## Required task
Can you print, unchanged, every line of the data below from the line containing "like (510, 902)." through the line containing "(1249, 368)", with both of those lines included?

## Location labeling data

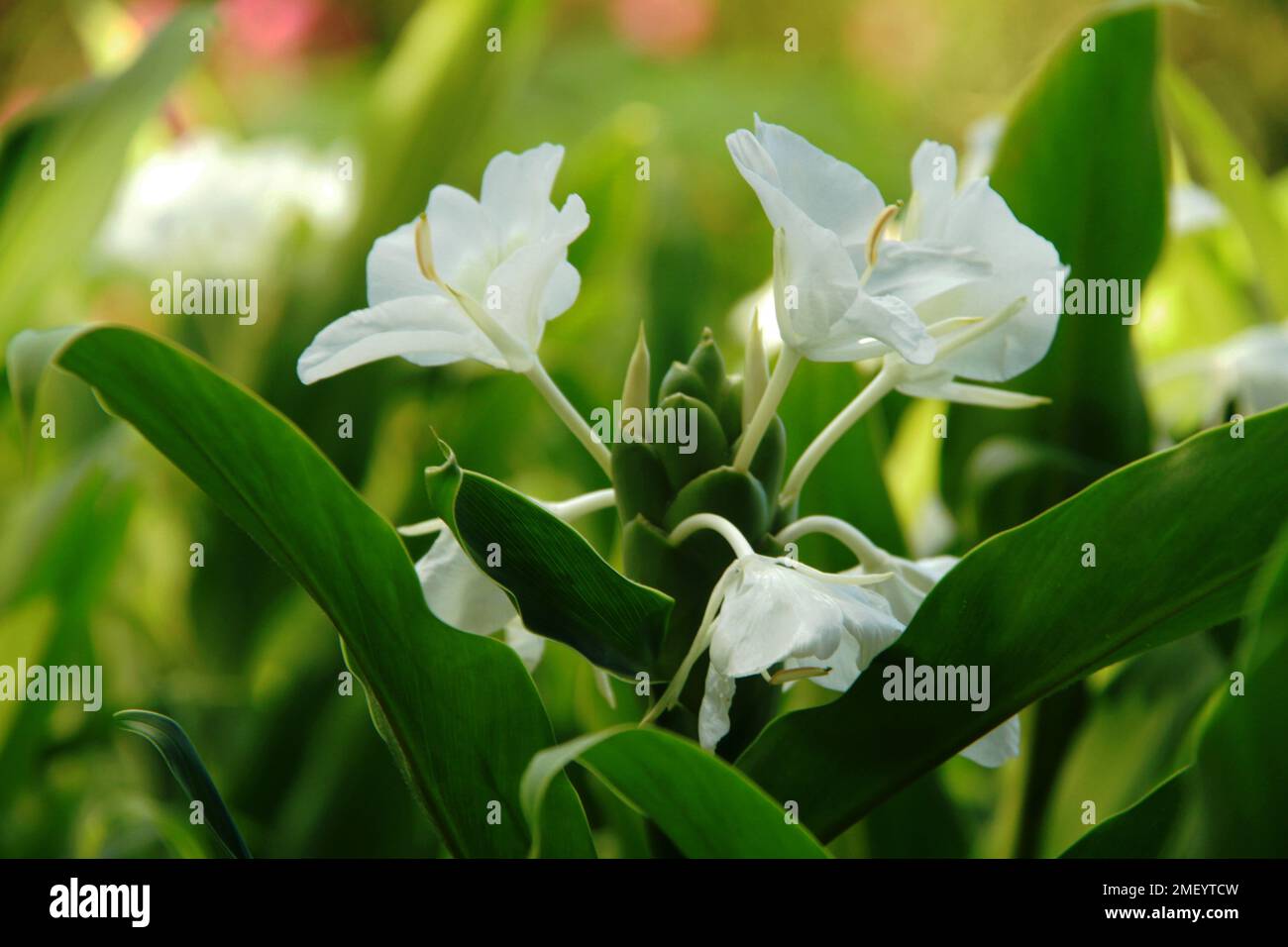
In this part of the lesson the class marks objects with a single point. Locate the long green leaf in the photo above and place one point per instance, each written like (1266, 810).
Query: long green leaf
(1177, 539)
(188, 771)
(562, 586)
(460, 714)
(702, 804)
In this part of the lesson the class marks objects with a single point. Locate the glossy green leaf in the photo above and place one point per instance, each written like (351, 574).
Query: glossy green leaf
(184, 763)
(46, 223)
(1241, 763)
(561, 585)
(1025, 605)
(1082, 162)
(703, 805)
(460, 714)
(1136, 832)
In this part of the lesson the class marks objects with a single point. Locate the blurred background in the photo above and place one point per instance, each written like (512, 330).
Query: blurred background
(300, 132)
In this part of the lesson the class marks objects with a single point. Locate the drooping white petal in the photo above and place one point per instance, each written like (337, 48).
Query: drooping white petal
(425, 330)
(459, 591)
(713, 712)
(769, 613)
(996, 746)
(393, 270)
(870, 628)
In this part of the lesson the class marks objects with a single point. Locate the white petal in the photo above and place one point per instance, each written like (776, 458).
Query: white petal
(561, 291)
(529, 647)
(459, 591)
(713, 712)
(996, 746)
(464, 239)
(391, 268)
(915, 272)
(520, 285)
(934, 185)
(516, 192)
(1020, 258)
(424, 330)
(831, 192)
(893, 321)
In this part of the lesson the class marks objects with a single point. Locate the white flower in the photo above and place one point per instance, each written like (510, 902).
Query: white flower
(781, 612)
(824, 210)
(469, 278)
(961, 256)
(211, 206)
(1016, 333)
(905, 586)
(1249, 368)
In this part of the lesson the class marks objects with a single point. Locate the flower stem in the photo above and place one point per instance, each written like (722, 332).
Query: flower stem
(568, 415)
(767, 408)
(876, 389)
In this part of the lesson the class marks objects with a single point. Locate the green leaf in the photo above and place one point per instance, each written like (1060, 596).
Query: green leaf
(47, 223)
(1241, 763)
(462, 715)
(1138, 831)
(703, 805)
(188, 771)
(1211, 146)
(1102, 204)
(561, 585)
(1176, 548)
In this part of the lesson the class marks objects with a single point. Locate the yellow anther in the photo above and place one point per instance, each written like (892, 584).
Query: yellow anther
(784, 676)
(424, 252)
(877, 227)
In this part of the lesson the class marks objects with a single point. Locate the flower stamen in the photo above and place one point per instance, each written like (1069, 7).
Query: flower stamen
(877, 227)
(424, 249)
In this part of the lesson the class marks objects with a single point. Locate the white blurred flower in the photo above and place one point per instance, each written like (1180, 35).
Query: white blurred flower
(469, 278)
(211, 206)
(1248, 369)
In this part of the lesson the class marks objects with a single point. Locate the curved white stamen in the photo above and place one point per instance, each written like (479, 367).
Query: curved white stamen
(716, 523)
(868, 553)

## Reply
In this part of the lesson the class marks objects with a single point. Locate the white flower in the photo above and place one point per instance, each written like (510, 902).
Query: white flower
(781, 612)
(824, 210)
(469, 278)
(961, 256)
(211, 206)
(1016, 333)
(905, 586)
(1249, 368)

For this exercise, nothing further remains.